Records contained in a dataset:
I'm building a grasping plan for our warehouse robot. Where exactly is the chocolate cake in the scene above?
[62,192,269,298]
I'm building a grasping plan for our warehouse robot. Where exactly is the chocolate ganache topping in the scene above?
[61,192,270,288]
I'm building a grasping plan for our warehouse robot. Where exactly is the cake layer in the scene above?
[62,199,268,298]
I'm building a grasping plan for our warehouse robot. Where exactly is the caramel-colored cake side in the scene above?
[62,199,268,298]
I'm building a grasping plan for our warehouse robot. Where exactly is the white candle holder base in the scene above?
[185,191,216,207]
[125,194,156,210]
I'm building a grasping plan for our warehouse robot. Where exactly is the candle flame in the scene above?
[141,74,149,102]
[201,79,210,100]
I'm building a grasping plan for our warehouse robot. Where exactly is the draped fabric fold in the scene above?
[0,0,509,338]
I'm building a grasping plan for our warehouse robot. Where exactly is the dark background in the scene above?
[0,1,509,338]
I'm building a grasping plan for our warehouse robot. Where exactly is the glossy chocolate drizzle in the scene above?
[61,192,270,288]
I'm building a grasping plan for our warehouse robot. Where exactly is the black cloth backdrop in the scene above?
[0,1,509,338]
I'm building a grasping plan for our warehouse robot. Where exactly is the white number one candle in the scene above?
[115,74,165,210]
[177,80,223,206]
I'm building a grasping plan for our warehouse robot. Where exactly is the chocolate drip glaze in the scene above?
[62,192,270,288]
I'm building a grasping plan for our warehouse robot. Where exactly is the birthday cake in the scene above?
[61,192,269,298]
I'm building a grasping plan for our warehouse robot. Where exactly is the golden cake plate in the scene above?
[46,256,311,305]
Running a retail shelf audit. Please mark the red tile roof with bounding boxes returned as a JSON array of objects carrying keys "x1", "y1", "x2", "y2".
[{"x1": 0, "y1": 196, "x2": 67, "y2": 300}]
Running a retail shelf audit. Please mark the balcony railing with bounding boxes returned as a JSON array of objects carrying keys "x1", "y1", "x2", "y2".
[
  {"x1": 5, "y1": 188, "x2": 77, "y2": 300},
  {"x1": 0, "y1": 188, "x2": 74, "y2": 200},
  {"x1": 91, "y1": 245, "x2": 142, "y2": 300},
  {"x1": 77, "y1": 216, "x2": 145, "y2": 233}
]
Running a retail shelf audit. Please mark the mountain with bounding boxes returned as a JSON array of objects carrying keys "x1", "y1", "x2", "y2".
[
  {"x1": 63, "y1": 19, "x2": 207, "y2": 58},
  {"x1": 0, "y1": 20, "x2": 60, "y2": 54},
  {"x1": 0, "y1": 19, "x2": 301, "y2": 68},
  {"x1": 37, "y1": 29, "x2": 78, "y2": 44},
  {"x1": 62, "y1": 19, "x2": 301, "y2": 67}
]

Written instruction » Extract all of the data above and output it character for character.

Written response »
I'm building a grasping plan for our warehouse robot. Where exactly is the chocolate cake in the scene above?
[62,192,269,298]
I'm building a grasping plan for our warehouse robot. Where exactly is the chocolate ganache topping in the scene above?
[61,192,270,288]
I'm building a grasping plan for our warehouse robot. Where exactly is the cake layer in the scene above?
[62,199,268,298]
I'm building a grasping plan for our warehouse robot. Where exactly is the caramel-colored cake side in the scene above?
[62,199,268,298]
I'm building a grasping plan for our warehouse robot. Where exactly is the white candle holder base in the scene above?
[185,191,216,207]
[125,194,156,210]
I'm building a grasping plan for our warehouse robot. Where exactly is the candle flame in the scene above?
[141,74,149,102]
[201,79,210,100]
I'm building a grasping plan for our warehouse robot. Where exactly is the draped fabric fold in the scene above?
[0,0,509,338]
I'm building a grasping plan for our warehouse robot. Where exactly is the dark background in the scene above?
[0,1,509,338]
I'm building a grasping plan for our warehouse robot. Where exactly is the glossy chocolate drizzle in the scene above?
[61,192,270,288]
I'm building a grasping plan for our warehouse robot. Where exactly is the black cloth backdrop in the scene above?
[0,1,509,338]
I'm building a grasping plan for our warehouse robot. Where exactly is the white number one candle in the scene above?
[115,74,165,210]
[177,80,223,206]
I'm building a grasping plan for our warehouse robot. Where exactly is the chocolate drip glaze in the scene above?
[62,192,270,288]
I'm building a grasping plan for our warehouse robot. Where exactly is the birthday cake in the scene above?
[61,192,269,298]
I'm building a grasping plan for our warehouse robot. Where exactly is the golden cake plate in the scene above?
[46,256,311,305]
Running a retail shelf audit. Please mark the red tile roof with bounding boxes returned as a JSON array of objects carrying keys "x1", "y1", "x2", "y2".
[{"x1": 0, "y1": 196, "x2": 67, "y2": 300}]
Running a retail shelf audit. Please mark the balcony railing with bounding boxes returned as a JSON array of objects carrying keys "x1", "y1", "x2", "y2".
[
  {"x1": 5, "y1": 188, "x2": 77, "y2": 300},
  {"x1": 0, "y1": 188, "x2": 74, "y2": 200},
  {"x1": 91, "y1": 245, "x2": 142, "y2": 300},
  {"x1": 77, "y1": 216, "x2": 145, "y2": 233}
]
Running a retail shelf audit. Please mark the mountain with bounding boxes returned as a JSON array of objects carrying keys "x1", "y1", "x2", "y2".
[
  {"x1": 63, "y1": 19, "x2": 207, "y2": 58},
  {"x1": 0, "y1": 20, "x2": 60, "y2": 54},
  {"x1": 0, "y1": 19, "x2": 301, "y2": 68},
  {"x1": 37, "y1": 29, "x2": 78, "y2": 44},
  {"x1": 62, "y1": 19, "x2": 301, "y2": 67}
]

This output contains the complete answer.